Requirement: Reproduce the records below word for word, keeping every line as it stands.

Dataset rows on where objects appear:
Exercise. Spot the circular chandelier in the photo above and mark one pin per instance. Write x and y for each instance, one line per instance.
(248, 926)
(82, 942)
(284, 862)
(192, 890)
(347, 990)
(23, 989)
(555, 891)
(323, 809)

Result below:
Exercise. Spot the circular chandelier in the photo above and mark one pin per instance. Write x and y for each instance, one line per instance.
(248, 926)
(82, 942)
(284, 862)
(192, 890)
(347, 990)
(23, 989)
(555, 891)
(323, 809)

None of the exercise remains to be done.